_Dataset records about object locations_
## Begin
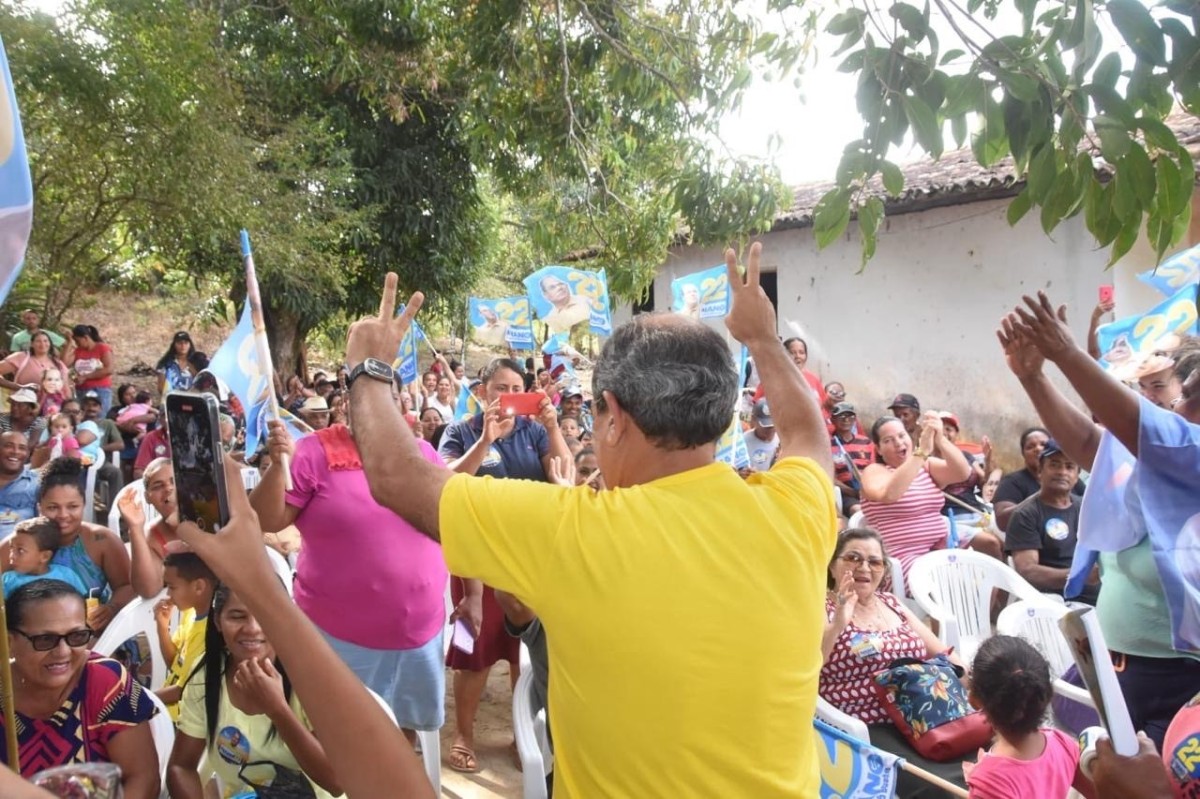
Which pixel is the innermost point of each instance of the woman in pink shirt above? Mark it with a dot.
(1011, 683)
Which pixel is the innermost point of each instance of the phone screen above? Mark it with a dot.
(193, 427)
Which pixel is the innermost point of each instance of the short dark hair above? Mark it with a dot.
(673, 377)
(190, 566)
(46, 533)
(33, 593)
(1011, 680)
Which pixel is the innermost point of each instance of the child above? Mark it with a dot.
(34, 542)
(139, 407)
(61, 438)
(1011, 683)
(190, 587)
(52, 392)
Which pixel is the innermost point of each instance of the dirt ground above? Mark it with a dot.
(498, 775)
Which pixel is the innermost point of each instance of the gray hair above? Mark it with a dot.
(675, 377)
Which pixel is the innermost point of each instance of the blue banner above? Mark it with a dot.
(851, 768)
(563, 298)
(702, 295)
(16, 186)
(502, 323)
(237, 364)
(1127, 341)
(1181, 269)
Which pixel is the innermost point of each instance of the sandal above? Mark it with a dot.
(462, 760)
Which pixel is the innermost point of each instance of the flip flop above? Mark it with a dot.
(462, 760)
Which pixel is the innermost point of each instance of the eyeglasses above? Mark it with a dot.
(855, 560)
(48, 641)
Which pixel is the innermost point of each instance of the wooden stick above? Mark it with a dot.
(949, 787)
(262, 346)
(7, 696)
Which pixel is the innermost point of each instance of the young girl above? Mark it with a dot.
(238, 707)
(53, 395)
(61, 438)
(1011, 683)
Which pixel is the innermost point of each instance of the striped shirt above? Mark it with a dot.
(913, 524)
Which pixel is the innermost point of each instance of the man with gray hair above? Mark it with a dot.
(683, 606)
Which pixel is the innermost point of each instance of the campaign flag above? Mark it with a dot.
(702, 295)
(563, 298)
(1128, 341)
(502, 323)
(1181, 269)
(406, 362)
(16, 186)
(238, 365)
(852, 768)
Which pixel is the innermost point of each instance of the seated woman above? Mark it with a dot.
(903, 492)
(149, 547)
(865, 630)
(93, 552)
(73, 706)
(238, 708)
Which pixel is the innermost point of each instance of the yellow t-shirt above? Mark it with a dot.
(243, 752)
(683, 617)
(189, 640)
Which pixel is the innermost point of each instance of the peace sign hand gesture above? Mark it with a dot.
(381, 336)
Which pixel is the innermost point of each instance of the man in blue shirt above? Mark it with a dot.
(18, 485)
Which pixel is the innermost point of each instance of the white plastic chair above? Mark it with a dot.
(954, 587)
(1038, 624)
(136, 618)
(162, 730)
(529, 730)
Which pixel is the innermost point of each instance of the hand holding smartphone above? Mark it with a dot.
(193, 428)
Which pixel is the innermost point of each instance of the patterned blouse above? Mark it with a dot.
## End
_What you have to do_
Transcribe each entry above exactly, apart from the pictures.

_Expected answer_
Which pixel is the innermost point of each instance of the woman in pink shirt above? Mark it with a dot.
(1011, 683)
Which pixel is the innermost point of each instance of the phone screen above? Mark it with a dot.
(193, 427)
Which pixel is the innermost point of each instance of the short dark hair above? Mark it with a dot.
(673, 377)
(190, 566)
(46, 533)
(33, 593)
(1011, 680)
Which pixel is the innermost point of each instance of the child above? Mark it with a dot.
(34, 542)
(139, 407)
(61, 438)
(1011, 683)
(190, 587)
(52, 392)
Which pixel is the innermost point of each instance of the dirt ground above? Mark it with a dot.
(498, 775)
Which pixel is the innermost point of each instance of the gray hair above? Mark it with a dot.
(675, 377)
Which pixel is the innermost point of each instance of the blue banner above? Mark it with a dot.
(851, 768)
(563, 298)
(702, 295)
(16, 186)
(502, 323)
(237, 364)
(1127, 341)
(1181, 269)
Which pixel is the innermost point of each instance of the sandal above? Mark it with a dot.
(462, 760)
Which pixel is the innermost point of each instance of the flip flop above? Mark it with a dot.
(462, 760)
Which pixel is the innermost point of each instance of the eyeglasses above? Mark it with a dot.
(855, 560)
(48, 641)
Which pixel is the innermost point of each instance of the wooden stick above? Mark it with a dot.
(949, 787)
(262, 346)
(7, 696)
Which pixel is the innermost point of each instance of the young girl above? Mark it with a dot.
(238, 707)
(53, 395)
(61, 438)
(1011, 683)
Which pixel is the innermost point of each instance of the striped shirt above? Mark it with a dot.
(913, 524)
Which pixel is the innermost point of each instance of the man with gray hair above? Mark it with a dot.
(683, 606)
Which pixel is the innermost point of each instance of the campaign flag above? Mark it with a dot.
(702, 295)
(563, 298)
(1128, 341)
(502, 323)
(1181, 269)
(406, 362)
(16, 186)
(238, 365)
(852, 768)
Which pixel is the innermost point of each instance of the seated woman above? Mark it with a dot.
(903, 492)
(149, 547)
(865, 630)
(93, 552)
(73, 706)
(238, 708)
Which pixel is the innermost point of each instance of the yellow t-shirt above? Mark it with a dot.
(243, 752)
(683, 617)
(189, 640)
Which pixel is the innermost point of each instance of the peace sign hand gesture above? Mark it with a dot.
(381, 336)
Which pixel is the innermost point of each instance of the man in blue shirt above? Mark it with a dot.
(18, 485)
Which pixel is the innermost point of each instance of the white plastic chair above? Mark it with a dot.
(954, 587)
(1038, 624)
(136, 618)
(162, 730)
(529, 730)
Which pixel is the innermost point of each instance of the hand holding smartphone above? Mark it with a dot.
(193, 428)
Which pixel is the innermost point of each instance of the patterned blouse above? Mark it with a dot.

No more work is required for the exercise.